TASK OBJECTIVE: How many lines in the entries below contain the string "countertop"? Case counts, so match uppercase and lowercase exactly, and give only the number.

(Image annotation data)
□ □ □ □ □ □ □

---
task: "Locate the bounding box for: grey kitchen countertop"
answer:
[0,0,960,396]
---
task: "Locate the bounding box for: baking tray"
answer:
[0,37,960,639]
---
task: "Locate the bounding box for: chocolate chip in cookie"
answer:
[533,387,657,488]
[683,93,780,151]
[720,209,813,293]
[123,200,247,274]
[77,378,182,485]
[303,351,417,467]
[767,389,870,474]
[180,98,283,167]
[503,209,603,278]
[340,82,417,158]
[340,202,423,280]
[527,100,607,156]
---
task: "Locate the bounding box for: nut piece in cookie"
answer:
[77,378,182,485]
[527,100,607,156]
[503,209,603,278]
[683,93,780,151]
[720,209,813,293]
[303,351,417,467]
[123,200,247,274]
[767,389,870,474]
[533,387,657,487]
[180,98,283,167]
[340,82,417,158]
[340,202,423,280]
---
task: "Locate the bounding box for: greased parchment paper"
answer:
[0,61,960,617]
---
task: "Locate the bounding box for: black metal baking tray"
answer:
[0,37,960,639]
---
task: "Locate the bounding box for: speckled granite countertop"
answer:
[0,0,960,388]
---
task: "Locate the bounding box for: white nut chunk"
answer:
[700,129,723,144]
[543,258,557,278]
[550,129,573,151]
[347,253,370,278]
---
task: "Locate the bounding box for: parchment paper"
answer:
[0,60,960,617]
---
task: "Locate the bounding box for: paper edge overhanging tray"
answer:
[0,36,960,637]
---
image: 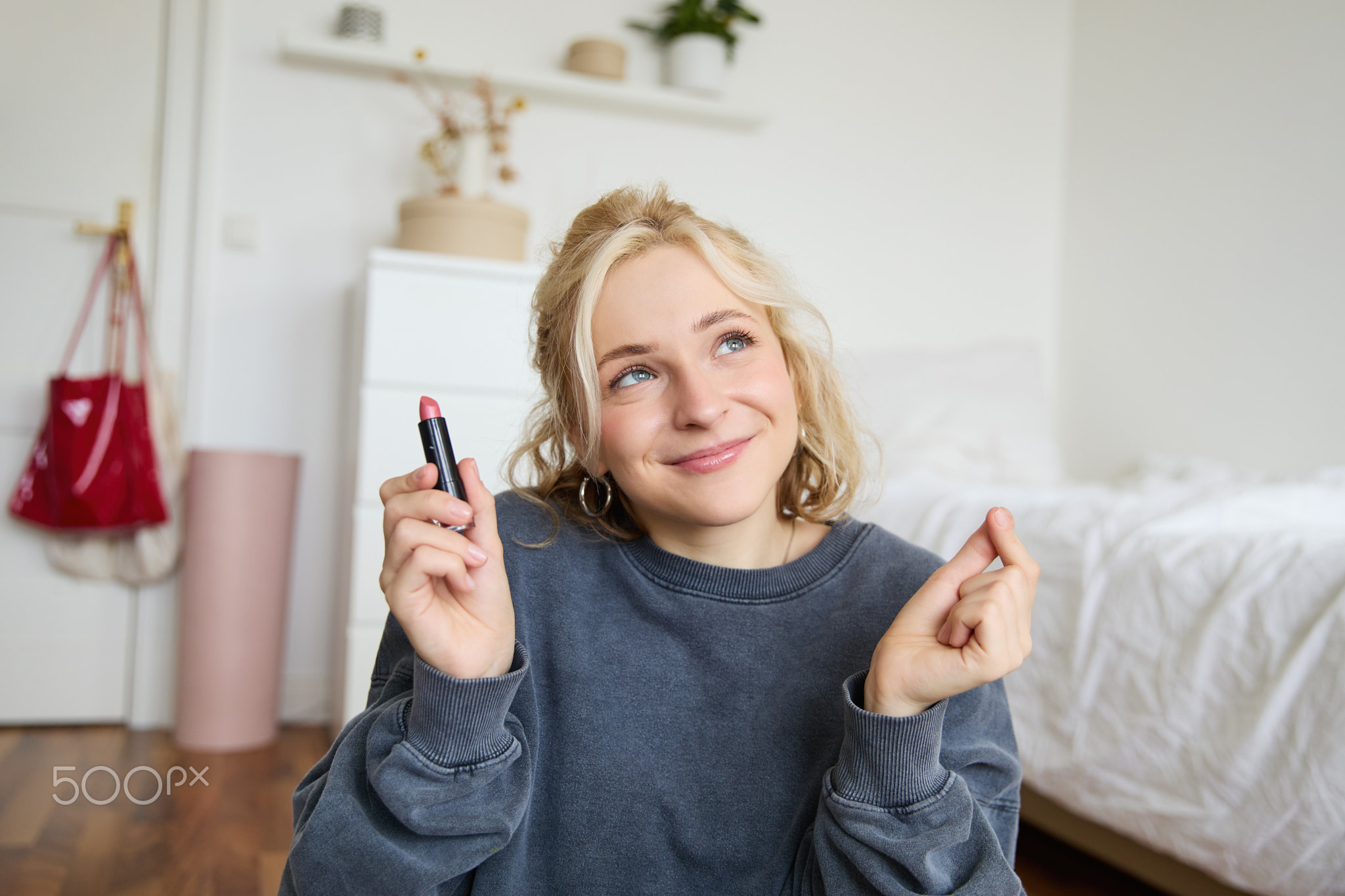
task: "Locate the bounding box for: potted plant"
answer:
[627,0,761,96]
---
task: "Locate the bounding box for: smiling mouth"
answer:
[669,435,755,473]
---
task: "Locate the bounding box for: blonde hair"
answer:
[504,184,865,547]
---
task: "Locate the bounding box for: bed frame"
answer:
[1021,784,1252,896]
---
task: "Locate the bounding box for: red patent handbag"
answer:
[9,231,168,530]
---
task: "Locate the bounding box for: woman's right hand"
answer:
[378,458,514,678]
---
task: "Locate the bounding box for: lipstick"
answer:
[420,395,475,532]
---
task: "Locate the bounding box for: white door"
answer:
[0,0,165,724]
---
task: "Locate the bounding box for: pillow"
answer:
[837,344,1061,485]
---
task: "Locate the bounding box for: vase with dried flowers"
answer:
[397,50,527,261]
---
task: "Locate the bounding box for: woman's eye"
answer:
[612,370,653,388]
[714,336,748,354]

□ □ □ □ □ □ □

EXERCISE RESULT: 2